Directions >> Find every line in the records below that contains the string "clear" and copy each of those lines.

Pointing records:
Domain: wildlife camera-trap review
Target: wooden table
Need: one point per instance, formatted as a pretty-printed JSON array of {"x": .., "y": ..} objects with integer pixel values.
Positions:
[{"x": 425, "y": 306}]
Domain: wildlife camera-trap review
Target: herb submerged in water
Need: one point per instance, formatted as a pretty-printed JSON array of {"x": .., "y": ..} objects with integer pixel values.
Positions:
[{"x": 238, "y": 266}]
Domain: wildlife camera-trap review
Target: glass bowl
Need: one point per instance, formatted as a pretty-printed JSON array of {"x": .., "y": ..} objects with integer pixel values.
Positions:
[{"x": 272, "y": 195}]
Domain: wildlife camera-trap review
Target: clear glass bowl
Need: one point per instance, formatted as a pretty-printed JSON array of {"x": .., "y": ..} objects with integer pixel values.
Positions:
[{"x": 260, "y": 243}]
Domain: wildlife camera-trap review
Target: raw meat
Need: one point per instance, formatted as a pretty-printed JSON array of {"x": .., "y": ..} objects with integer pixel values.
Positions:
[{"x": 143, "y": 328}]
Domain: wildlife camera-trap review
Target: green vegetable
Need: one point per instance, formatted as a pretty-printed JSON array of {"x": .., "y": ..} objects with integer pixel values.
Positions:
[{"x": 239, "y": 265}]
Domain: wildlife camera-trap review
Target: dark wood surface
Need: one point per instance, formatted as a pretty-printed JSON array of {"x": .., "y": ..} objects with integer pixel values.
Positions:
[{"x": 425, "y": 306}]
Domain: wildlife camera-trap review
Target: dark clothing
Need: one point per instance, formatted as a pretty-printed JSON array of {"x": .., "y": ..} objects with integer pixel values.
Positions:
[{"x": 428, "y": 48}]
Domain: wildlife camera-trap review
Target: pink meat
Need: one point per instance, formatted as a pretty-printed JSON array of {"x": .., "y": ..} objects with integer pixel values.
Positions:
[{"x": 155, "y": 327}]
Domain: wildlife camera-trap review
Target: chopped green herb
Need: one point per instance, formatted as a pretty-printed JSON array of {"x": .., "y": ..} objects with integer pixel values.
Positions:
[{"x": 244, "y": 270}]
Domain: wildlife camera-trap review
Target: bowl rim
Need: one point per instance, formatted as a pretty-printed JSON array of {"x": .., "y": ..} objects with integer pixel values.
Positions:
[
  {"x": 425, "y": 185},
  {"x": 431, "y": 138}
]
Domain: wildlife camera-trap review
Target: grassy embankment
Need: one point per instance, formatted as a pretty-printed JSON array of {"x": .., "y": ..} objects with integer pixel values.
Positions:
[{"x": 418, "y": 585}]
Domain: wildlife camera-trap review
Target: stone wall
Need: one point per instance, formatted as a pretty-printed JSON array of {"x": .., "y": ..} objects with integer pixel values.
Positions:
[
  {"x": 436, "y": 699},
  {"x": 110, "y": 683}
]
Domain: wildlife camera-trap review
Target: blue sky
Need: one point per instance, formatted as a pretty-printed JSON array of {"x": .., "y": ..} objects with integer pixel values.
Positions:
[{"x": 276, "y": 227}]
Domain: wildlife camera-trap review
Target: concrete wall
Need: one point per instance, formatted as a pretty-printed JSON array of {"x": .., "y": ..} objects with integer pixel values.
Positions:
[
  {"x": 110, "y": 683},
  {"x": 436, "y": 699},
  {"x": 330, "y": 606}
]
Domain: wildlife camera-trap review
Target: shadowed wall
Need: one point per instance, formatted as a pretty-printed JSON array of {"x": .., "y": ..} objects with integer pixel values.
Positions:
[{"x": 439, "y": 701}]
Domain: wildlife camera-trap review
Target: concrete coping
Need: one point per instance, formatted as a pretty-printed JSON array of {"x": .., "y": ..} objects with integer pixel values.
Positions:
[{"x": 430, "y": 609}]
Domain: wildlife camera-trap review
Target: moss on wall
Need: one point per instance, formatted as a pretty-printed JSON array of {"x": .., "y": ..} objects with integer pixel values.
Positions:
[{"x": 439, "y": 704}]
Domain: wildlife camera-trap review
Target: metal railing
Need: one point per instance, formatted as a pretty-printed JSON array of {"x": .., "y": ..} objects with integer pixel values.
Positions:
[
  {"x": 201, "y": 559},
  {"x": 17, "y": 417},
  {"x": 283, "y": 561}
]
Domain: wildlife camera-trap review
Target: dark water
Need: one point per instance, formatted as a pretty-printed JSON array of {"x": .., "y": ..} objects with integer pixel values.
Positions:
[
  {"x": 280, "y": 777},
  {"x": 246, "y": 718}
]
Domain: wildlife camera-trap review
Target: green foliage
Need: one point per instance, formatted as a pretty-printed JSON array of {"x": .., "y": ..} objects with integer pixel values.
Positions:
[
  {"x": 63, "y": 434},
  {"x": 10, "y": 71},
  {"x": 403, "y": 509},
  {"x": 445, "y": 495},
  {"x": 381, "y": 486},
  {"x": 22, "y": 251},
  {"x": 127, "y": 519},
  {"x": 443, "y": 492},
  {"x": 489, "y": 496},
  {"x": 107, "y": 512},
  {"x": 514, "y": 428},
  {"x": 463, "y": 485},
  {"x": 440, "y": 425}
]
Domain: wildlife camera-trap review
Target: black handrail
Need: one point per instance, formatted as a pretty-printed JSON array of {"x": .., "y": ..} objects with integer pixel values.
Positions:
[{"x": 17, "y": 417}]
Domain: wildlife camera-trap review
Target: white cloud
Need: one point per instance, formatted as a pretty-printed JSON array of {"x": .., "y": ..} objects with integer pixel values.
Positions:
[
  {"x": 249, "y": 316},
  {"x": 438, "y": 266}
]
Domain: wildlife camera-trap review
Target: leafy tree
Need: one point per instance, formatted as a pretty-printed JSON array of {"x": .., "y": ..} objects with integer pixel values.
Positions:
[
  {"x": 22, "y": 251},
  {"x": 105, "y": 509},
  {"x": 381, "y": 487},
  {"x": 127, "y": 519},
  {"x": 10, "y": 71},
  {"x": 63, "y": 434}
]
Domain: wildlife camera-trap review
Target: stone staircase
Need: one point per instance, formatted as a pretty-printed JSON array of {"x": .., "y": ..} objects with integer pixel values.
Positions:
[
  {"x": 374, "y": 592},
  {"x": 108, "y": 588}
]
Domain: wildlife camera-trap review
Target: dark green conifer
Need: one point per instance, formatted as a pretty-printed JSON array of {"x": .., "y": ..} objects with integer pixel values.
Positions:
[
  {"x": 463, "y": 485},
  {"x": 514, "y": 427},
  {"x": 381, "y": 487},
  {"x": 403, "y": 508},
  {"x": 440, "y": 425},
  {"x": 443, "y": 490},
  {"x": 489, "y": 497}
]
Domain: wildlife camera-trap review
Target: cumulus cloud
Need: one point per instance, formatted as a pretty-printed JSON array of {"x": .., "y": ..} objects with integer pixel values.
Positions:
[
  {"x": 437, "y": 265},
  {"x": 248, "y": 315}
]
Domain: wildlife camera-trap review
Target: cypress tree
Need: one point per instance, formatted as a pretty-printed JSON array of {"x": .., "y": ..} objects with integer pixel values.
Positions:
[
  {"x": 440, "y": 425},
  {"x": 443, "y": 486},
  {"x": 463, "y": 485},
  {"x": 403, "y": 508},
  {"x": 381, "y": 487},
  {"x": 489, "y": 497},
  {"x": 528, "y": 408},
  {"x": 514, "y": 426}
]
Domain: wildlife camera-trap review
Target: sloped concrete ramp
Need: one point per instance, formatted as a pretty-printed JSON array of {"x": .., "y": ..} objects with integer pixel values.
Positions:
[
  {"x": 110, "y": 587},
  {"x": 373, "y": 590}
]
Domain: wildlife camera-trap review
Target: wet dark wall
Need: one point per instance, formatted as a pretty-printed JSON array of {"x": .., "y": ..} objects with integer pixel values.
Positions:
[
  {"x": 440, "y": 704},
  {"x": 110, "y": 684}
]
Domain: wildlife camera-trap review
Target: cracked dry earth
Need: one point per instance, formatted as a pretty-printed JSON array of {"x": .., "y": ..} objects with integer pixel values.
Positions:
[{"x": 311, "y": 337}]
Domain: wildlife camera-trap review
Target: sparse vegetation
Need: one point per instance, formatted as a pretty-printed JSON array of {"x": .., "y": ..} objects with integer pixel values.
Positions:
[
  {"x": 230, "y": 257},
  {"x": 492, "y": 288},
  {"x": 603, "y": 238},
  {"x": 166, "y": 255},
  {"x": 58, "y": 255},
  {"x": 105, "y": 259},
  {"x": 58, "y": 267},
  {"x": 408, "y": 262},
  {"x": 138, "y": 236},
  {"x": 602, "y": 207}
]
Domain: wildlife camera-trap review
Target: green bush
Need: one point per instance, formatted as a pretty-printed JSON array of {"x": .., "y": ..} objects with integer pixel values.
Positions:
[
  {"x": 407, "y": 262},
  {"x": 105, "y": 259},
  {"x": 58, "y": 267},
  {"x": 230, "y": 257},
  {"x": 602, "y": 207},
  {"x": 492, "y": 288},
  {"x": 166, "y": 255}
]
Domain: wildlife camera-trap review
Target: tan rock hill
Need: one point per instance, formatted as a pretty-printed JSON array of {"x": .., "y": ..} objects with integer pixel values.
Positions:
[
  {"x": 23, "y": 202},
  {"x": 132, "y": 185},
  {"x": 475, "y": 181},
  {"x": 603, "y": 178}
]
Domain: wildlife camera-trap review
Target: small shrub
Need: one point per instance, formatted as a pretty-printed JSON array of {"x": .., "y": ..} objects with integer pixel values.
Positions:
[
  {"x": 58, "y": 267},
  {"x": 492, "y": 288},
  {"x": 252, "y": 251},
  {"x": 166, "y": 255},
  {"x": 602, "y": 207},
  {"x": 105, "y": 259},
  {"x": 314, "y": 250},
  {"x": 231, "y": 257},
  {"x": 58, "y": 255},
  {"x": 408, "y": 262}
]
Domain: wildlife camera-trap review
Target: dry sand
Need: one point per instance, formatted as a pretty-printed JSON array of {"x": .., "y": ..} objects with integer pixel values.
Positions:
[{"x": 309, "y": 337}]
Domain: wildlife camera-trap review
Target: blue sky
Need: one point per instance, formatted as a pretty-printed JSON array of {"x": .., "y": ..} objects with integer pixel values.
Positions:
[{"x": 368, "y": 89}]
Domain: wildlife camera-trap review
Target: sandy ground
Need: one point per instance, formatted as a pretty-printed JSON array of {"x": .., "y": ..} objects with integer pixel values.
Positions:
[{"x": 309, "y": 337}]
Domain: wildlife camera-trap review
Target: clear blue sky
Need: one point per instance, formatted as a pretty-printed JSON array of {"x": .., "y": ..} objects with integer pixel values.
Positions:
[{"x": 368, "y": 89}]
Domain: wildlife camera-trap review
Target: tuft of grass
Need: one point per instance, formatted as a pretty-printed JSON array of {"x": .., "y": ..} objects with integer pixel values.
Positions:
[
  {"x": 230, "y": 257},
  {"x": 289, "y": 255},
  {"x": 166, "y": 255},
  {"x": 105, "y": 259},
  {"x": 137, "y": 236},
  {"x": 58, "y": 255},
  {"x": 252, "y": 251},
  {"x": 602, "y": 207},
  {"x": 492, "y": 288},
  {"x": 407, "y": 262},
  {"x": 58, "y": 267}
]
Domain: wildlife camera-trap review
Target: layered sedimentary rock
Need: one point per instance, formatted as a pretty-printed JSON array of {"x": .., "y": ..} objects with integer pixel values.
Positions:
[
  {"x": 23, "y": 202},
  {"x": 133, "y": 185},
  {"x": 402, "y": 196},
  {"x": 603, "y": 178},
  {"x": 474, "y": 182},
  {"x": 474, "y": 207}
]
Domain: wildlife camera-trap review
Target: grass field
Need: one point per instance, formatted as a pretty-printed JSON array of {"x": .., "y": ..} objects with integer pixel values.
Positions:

Reply >>
Target: clear glass bowl
Target: clear blue sky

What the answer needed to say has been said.